[WHAT IS NEEDED] Extract each line of the records below that contains the word "white", and copy every such line in full.

[DATA SHOWN]
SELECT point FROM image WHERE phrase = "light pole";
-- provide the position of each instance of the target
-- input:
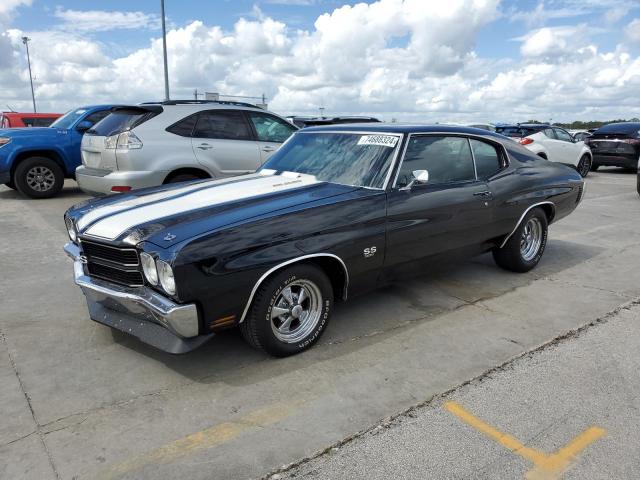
(164, 53)
(26, 41)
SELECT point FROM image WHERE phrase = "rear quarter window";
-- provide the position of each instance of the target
(121, 120)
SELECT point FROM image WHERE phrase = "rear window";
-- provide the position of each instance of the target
(121, 120)
(516, 131)
(38, 121)
(619, 129)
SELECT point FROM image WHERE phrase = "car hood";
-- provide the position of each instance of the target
(29, 132)
(167, 216)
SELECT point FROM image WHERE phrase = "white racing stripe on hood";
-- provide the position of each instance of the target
(111, 227)
(107, 210)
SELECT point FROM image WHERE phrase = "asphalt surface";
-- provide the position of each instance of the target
(81, 401)
(585, 387)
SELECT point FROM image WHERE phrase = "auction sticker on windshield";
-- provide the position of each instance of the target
(382, 140)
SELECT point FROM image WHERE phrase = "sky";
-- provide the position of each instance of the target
(408, 60)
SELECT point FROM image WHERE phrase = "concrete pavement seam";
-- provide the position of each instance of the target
(387, 422)
(28, 400)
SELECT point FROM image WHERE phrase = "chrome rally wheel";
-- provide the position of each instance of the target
(531, 239)
(296, 311)
(289, 311)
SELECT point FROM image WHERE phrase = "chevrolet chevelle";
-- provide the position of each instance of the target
(337, 211)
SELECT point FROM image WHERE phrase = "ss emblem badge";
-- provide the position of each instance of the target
(369, 252)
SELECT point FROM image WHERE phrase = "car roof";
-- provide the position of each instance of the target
(401, 128)
(624, 127)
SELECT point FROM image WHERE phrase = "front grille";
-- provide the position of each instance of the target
(97, 251)
(132, 278)
(115, 264)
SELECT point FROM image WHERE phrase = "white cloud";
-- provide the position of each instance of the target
(632, 31)
(101, 20)
(390, 58)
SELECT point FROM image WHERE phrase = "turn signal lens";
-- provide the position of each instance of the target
(149, 268)
(71, 229)
(166, 277)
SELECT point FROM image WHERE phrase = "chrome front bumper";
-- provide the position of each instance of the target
(139, 311)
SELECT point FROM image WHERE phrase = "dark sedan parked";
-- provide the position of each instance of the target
(616, 144)
(337, 211)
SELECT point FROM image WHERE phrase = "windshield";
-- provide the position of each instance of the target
(69, 118)
(356, 159)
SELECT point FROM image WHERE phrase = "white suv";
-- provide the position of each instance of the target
(552, 143)
(152, 144)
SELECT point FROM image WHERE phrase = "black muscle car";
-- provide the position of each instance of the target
(337, 211)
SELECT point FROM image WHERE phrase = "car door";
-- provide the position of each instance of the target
(451, 211)
(270, 131)
(223, 143)
(570, 151)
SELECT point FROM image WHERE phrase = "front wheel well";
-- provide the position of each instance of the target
(549, 210)
(38, 153)
(186, 171)
(330, 264)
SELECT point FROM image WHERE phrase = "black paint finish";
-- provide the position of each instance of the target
(220, 253)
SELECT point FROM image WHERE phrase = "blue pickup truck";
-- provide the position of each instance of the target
(35, 161)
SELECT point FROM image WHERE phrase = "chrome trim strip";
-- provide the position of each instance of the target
(289, 262)
(181, 319)
(506, 239)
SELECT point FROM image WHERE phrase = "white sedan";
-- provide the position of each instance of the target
(552, 143)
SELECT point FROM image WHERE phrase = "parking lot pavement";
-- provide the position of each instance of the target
(569, 410)
(81, 401)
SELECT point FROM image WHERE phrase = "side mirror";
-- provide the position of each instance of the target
(84, 125)
(419, 177)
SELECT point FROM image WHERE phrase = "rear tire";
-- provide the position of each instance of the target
(584, 165)
(290, 311)
(524, 249)
(38, 177)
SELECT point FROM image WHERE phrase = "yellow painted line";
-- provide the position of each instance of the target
(546, 466)
(202, 440)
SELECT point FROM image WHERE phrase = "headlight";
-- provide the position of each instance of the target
(166, 277)
(71, 229)
(149, 268)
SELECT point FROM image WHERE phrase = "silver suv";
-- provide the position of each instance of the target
(152, 144)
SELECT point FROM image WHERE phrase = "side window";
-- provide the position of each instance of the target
(447, 159)
(562, 135)
(548, 132)
(95, 117)
(270, 129)
(222, 124)
(487, 158)
(184, 127)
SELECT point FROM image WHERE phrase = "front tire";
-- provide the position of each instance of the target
(38, 177)
(524, 249)
(584, 165)
(290, 311)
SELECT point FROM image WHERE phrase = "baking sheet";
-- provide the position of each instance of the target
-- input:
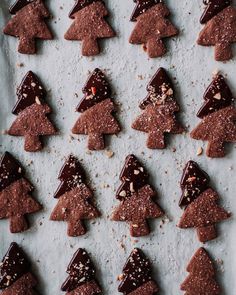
(63, 71)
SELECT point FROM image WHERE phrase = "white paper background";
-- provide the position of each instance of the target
(62, 69)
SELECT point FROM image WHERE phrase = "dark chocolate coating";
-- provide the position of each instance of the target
(18, 5)
(142, 6)
(14, 265)
(10, 170)
(71, 176)
(217, 96)
(28, 92)
(157, 88)
(194, 181)
(81, 270)
(98, 84)
(80, 4)
(213, 8)
(133, 177)
(137, 271)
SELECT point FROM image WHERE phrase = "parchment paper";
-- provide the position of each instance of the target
(63, 71)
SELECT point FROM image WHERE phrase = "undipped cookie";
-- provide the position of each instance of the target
(89, 25)
(202, 278)
(28, 24)
(15, 275)
(159, 112)
(15, 194)
(137, 198)
(219, 18)
(81, 279)
(152, 26)
(218, 116)
(97, 111)
(32, 112)
(136, 278)
(74, 198)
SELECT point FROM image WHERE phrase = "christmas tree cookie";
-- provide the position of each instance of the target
(137, 198)
(81, 279)
(152, 26)
(15, 194)
(218, 115)
(200, 201)
(28, 24)
(15, 275)
(89, 25)
(219, 18)
(202, 276)
(136, 278)
(32, 112)
(75, 199)
(97, 118)
(159, 109)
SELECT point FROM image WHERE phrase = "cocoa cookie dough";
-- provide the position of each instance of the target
(74, 198)
(28, 24)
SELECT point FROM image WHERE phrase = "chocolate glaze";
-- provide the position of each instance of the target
(71, 176)
(14, 265)
(213, 8)
(18, 5)
(81, 270)
(80, 4)
(141, 7)
(137, 271)
(28, 92)
(194, 181)
(217, 96)
(133, 177)
(160, 88)
(10, 170)
(96, 89)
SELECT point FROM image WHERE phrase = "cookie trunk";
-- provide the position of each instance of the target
(26, 45)
(18, 224)
(223, 51)
(32, 143)
(206, 233)
(215, 149)
(139, 228)
(76, 228)
(155, 48)
(96, 142)
(156, 140)
(91, 288)
(90, 47)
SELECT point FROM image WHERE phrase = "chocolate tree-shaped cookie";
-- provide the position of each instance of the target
(202, 211)
(81, 279)
(219, 18)
(15, 275)
(32, 112)
(97, 111)
(74, 198)
(15, 194)
(137, 198)
(202, 277)
(218, 116)
(28, 24)
(159, 112)
(152, 26)
(137, 275)
(89, 25)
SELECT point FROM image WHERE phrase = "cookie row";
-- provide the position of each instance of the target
(136, 278)
(138, 202)
(159, 109)
(152, 26)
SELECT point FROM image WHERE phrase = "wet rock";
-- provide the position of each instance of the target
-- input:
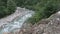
(50, 25)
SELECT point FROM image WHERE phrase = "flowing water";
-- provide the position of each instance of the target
(15, 24)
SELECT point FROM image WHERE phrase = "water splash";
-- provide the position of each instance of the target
(16, 24)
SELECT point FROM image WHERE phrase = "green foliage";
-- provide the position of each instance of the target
(6, 7)
(43, 8)
(10, 6)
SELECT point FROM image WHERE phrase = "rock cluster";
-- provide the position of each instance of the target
(50, 25)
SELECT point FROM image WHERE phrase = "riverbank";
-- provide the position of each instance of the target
(19, 12)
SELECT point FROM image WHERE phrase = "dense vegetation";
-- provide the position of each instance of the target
(6, 7)
(42, 8)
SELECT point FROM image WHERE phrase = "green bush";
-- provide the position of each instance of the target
(6, 7)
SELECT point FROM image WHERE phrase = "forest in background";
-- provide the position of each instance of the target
(42, 8)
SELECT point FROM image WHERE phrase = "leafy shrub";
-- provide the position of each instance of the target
(6, 7)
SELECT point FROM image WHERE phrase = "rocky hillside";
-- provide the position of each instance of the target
(50, 25)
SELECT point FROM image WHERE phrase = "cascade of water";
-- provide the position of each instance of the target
(16, 24)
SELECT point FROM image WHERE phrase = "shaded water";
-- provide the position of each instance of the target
(16, 24)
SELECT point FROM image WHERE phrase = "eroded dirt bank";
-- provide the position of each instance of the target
(49, 25)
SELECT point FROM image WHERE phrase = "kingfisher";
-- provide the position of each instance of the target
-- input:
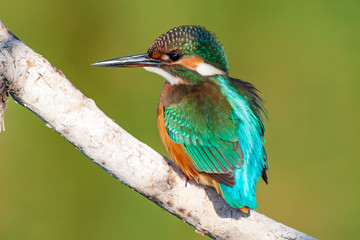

[EXPECTED ANSWER]
SELECT point FROM image WHERE phrase = "white racing stripe on hood";
SELECT point FROM image WHERE phrase = "white cloud";
SELECT point FROM image WHERE phrase = "white suv";
SELECT point FROM image WHERE phrase = "white sedan";
SELECT point FROM image WHERE phrase = "white paper background";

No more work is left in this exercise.